THE PROBLEM: Write the entries out again with "bamboo leaf" swapped for "bamboo shoot" and nothing else changed.

RECORDS SHOWN:
-=-=-

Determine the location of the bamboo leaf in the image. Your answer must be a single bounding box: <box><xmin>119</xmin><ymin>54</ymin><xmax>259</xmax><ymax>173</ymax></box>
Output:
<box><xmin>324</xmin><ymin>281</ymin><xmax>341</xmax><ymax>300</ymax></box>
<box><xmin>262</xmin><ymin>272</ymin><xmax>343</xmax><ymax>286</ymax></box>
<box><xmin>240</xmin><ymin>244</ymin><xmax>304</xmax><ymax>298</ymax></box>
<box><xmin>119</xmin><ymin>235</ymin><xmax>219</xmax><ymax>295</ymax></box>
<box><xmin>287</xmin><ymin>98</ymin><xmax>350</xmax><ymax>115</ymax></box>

-=-=-

TASK SOLUTION:
Determine the location of the bamboo shoot in the image. Your answer must be a single bounding box: <box><xmin>119</xmin><ymin>54</ymin><xmax>259</xmax><ymax>173</ymax></box>
Output:
<box><xmin>324</xmin><ymin>281</ymin><xmax>341</xmax><ymax>300</ymax></box>
<box><xmin>262</xmin><ymin>272</ymin><xmax>343</xmax><ymax>286</ymax></box>
<box><xmin>240</xmin><ymin>244</ymin><xmax>304</xmax><ymax>298</ymax></box>
<box><xmin>119</xmin><ymin>235</ymin><xmax>219</xmax><ymax>295</ymax></box>
<box><xmin>287</xmin><ymin>98</ymin><xmax>350</xmax><ymax>115</ymax></box>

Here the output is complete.